▶ [Given task] Under this task are some entries; return every one of them exactly.

Point annotation records:
===============

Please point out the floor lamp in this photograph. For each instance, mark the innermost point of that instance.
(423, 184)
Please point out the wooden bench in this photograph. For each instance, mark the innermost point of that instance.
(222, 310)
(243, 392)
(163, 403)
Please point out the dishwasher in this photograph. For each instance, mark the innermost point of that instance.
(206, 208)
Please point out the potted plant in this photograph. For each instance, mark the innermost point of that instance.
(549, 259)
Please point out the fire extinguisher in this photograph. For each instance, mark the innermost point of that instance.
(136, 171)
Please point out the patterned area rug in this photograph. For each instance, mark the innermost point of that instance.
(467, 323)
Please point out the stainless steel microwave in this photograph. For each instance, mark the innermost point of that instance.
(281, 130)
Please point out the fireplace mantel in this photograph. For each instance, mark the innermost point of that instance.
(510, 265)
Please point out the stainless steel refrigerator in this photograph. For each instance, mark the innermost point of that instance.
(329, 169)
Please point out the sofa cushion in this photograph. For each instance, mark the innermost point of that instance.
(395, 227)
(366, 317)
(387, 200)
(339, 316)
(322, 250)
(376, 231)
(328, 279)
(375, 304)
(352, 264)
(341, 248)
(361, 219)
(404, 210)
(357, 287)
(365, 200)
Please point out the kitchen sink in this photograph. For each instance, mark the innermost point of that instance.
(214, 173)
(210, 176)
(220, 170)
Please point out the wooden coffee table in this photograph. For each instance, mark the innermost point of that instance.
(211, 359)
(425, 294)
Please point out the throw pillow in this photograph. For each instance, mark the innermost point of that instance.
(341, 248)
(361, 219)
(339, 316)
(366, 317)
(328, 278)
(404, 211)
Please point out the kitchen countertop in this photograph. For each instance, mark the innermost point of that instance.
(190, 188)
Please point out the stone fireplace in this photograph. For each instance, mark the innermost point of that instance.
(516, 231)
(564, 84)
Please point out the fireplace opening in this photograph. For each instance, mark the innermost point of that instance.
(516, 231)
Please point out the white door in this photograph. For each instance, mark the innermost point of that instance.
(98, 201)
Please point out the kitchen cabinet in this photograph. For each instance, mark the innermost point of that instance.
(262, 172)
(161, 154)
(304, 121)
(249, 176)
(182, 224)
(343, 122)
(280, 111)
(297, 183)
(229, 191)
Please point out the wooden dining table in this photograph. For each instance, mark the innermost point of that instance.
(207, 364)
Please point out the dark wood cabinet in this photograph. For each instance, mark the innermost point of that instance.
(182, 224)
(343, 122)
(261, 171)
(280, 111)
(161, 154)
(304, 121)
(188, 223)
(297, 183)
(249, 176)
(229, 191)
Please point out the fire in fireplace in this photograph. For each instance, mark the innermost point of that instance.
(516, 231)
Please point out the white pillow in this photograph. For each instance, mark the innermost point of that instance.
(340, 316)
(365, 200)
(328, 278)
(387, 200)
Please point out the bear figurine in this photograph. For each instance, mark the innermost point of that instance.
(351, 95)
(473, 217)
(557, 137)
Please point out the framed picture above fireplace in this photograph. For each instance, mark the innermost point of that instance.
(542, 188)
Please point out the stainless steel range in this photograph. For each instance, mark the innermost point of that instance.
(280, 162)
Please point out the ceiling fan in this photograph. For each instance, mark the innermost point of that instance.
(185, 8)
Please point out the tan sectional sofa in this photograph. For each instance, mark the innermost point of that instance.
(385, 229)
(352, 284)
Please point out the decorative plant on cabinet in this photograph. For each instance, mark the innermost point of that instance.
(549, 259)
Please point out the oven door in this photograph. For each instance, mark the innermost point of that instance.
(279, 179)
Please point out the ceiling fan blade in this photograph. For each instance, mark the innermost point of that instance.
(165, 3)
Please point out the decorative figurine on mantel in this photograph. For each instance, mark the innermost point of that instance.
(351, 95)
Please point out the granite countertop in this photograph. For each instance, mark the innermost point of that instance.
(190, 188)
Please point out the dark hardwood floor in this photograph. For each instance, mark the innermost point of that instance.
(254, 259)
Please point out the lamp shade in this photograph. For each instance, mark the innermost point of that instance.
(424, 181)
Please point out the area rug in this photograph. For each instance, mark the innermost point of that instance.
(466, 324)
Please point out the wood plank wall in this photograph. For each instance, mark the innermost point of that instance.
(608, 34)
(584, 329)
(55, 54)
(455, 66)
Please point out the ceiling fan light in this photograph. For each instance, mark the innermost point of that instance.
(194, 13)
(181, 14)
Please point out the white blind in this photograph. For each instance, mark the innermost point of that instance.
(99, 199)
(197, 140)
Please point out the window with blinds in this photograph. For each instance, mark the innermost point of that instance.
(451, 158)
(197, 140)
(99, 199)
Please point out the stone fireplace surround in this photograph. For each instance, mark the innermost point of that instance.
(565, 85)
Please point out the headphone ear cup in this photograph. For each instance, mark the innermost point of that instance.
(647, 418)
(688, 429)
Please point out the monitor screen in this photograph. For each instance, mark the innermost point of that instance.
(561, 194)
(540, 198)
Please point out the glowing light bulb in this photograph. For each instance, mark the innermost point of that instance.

===============

▶ [Complete answer]
Please point out the floor lamp in this photograph. For each instance, mark the innermost point of that instance.
(423, 184)
Please point out the wooden bench in this photograph. For each instance, mark the innermost point of that instance.
(222, 310)
(243, 392)
(163, 403)
Please point out the dishwasher in this photograph. For each instance, mark the innermost point of that instance.
(206, 208)
Please point out the potted plant in this photograph. For each instance, mark the innermost point of that instance.
(549, 259)
Please point out the fire extinguisher in this photograph. For each instance, mark the innermost point of that instance.
(136, 171)
Please point out the patterned area rug in this photograph. For each instance, mark the innermost point of that instance.
(467, 323)
Please point out the stainless steel microwave in this photograph. For each instance, mark the innermost point of that instance.
(281, 130)
Please point out the fireplace mantel in this photograph. For each instance, mark the innermost point of that instance.
(510, 265)
Please point out the stainless steel refrigerator in this photograph. For each instance, mark the innermost point of that instance.
(329, 169)
Please point out the sofa cushion in this photograph. For each instance, mark the innermost point of that instance.
(395, 227)
(366, 317)
(387, 200)
(339, 316)
(322, 250)
(376, 231)
(328, 279)
(375, 304)
(352, 264)
(341, 248)
(361, 219)
(404, 210)
(357, 287)
(365, 200)
Please point out the kitchen sink in this photograph. For each instance, mark the innermost point of that instance.
(214, 173)
(210, 176)
(220, 170)
Please point out the wooden coffee table in this photograph. For each instance, mark the innermost point of that instance.
(211, 359)
(425, 294)
Please point out the throw pillow in this photograph. For each instance, mark the innermost point of that instance.
(341, 248)
(361, 219)
(339, 316)
(366, 317)
(328, 278)
(404, 211)
Please point out the kitchen countertop in this photograph. For each instance, mark the innermost point of that instance.
(190, 188)
Please point out the stone fireplace in this photograph. For each instance, mark the innermost point of that instance.
(516, 231)
(564, 84)
Please point out the fireplace opening in this photograph. For each instance, mark the innermost point of that instance.
(516, 231)
Please point out the white door in this photograph. For each instance, mark the innermost point of that instance.
(98, 201)
Please point out the kitchen cabinet in this photograph. For each instance, mark the innermost point of that instance.
(262, 172)
(161, 154)
(304, 121)
(249, 176)
(182, 224)
(343, 122)
(280, 111)
(297, 183)
(229, 191)
Please point out the wooden dining table in this photograph. For each instance, mark the innermost point of that instance.
(207, 364)
Please point out the dark wood cabinet in this photograph. For each instance, mark the innermost point of that instance.
(182, 224)
(343, 122)
(261, 171)
(280, 111)
(161, 154)
(304, 121)
(188, 223)
(297, 183)
(249, 176)
(229, 191)
Please point out the fire in fireplace in this photograph. For each instance, mark the innermost point of that instance.
(516, 231)
Please point out the white pillow in this photograph. For each instance, mark the innermost point of that instance.
(340, 316)
(365, 200)
(328, 278)
(387, 200)
Please point out the bear figurine in this photograph. For each instance, mark the innermost point of that instance.
(351, 95)
(473, 217)
(557, 137)
Please point out the framed picture above fireplace in this photograph. For each instance, mark the innermost point of that instance.
(542, 188)
Please point out the stainless steel range in this photograph. For each instance, mark the innermost point of that instance.
(280, 162)
Please point out the ceiling fan in this photograph. For each instance, mark the innermost point of that instance.
(185, 8)
Please point out the tan sectional sofa in this photograph. For each instance, mark the innermost point of that instance.
(385, 229)
(352, 284)
Please point out the decorative plant on cabinet in this photograph. For each instance, mark the innermost point of that instance.
(549, 259)
Please point out the oven door in this photograph. For each instance, mark the innermost point of that instance.
(279, 179)
Please point out the ceiling fan blade in this photograph. For each instance, mark the innermost point of that instance.
(165, 3)
Please point out the decorative figurine on mantel in this photograph. For each instance, mark the innermost point of that instance.
(351, 95)
Please point out the granite countertop in this photograph. For each instance, mark the innermost point of that instance.
(190, 188)
Please point out the dark hardwood floor in this photograph. For each instance, mark the innermost point of that instance.
(254, 259)
Please point out the lamp shade in this photograph. For each instance, mark the innermost point of that instance.
(424, 181)
Please point out the area rug in this photograph. For each instance, mark the innermost point of that instance.
(466, 324)
Please point out the wood plank wall in this photograph. For each instance, mark the innermost point of that instance.
(608, 34)
(584, 329)
(55, 54)
(455, 66)
Please point out the ceiling fan light in this photograph. For each instance, mark the innermost point of that instance.
(194, 13)
(181, 14)
Please point out the white blind in this photograph. For each instance, mark the innermost point of that instance.
(99, 199)
(197, 140)
Please point out the window with blinds in this photograph. For each instance, mark the innermost point of that instance.
(451, 158)
(197, 140)
(99, 199)
Please point out the stone fireplace surround in this photograph. For each instance, mark the innermost point of that instance.
(565, 85)
Please point out the headphone ear cup in this photograph. For each instance, mark the innermost point of that instance.
(647, 418)
(688, 429)
Please point out the monitor screen in this photograph. For each instance, mark the innermost point of that instance.
(561, 194)
(540, 198)
Please point out the glowing light bulb in this photograph. For each instance, mark the innermost point of that instance.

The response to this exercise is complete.